>>>>>

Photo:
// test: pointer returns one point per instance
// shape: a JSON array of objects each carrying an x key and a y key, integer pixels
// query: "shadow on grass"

<<<<<
>>>>>

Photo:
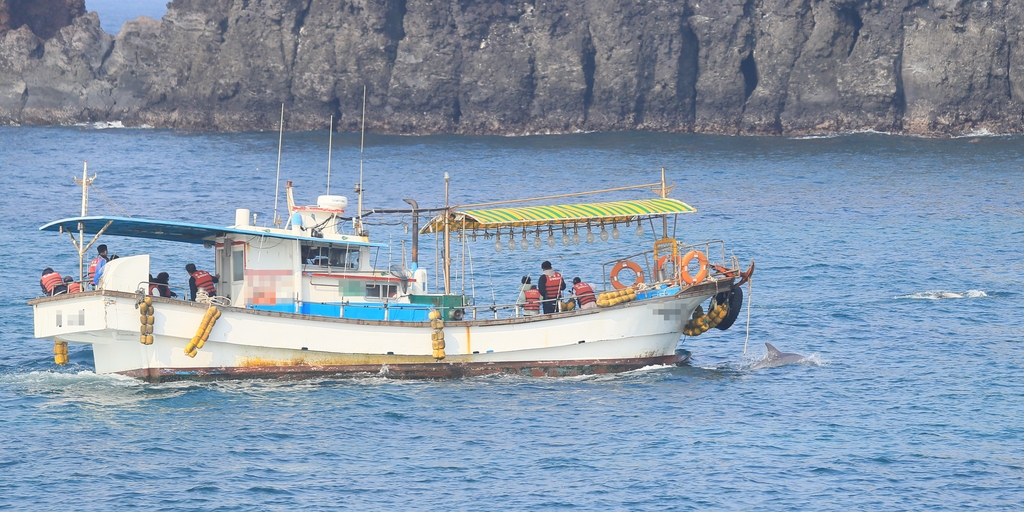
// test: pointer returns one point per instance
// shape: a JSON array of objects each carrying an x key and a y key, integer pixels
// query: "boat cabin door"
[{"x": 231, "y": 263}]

<<<<<

PROMPT:
From the rows above, list each line that contains the string "query". Treat uppercase and lowercase letters as different.

TASK ANSWER:
// query: "shadow on grass"
// query: "boat cabin door"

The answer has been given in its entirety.